§ Set task: Display each line of the records that contains the string "parts". Case counts.

★ ★ ★ ★

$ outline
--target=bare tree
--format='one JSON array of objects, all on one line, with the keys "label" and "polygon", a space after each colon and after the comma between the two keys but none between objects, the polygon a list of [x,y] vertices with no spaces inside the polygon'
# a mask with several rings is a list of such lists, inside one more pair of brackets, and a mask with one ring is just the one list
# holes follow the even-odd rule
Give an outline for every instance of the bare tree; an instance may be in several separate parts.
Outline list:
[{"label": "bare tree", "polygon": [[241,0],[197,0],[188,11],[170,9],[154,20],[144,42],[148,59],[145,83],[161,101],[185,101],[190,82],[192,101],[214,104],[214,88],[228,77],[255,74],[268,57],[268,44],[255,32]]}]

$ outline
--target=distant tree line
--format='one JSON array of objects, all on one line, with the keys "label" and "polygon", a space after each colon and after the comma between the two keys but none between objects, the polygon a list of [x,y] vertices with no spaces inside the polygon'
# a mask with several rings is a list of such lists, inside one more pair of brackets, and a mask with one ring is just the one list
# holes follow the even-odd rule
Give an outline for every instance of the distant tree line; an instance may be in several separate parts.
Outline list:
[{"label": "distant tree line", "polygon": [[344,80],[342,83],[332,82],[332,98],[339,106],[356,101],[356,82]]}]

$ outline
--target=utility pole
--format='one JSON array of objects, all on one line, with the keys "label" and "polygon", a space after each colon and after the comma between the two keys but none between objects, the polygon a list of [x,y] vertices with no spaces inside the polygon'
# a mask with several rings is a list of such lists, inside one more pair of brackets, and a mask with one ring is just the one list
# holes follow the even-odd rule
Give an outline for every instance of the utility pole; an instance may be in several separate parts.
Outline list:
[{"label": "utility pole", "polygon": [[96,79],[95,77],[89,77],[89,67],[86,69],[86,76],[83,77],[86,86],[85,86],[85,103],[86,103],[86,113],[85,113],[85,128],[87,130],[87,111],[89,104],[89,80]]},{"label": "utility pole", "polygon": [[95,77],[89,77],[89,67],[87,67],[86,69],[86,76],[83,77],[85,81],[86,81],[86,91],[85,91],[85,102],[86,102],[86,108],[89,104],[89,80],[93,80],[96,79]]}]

★ ★ ★ ★

§ Finished exercise:
Give an outline for every instance of the bare tree; an instance may be in several separate parts.
Give an outline for every instance of the distant tree line; an instance may be in several separate parts.
Give an outline for every instance of the utility pole; an instance may be in several separate parts.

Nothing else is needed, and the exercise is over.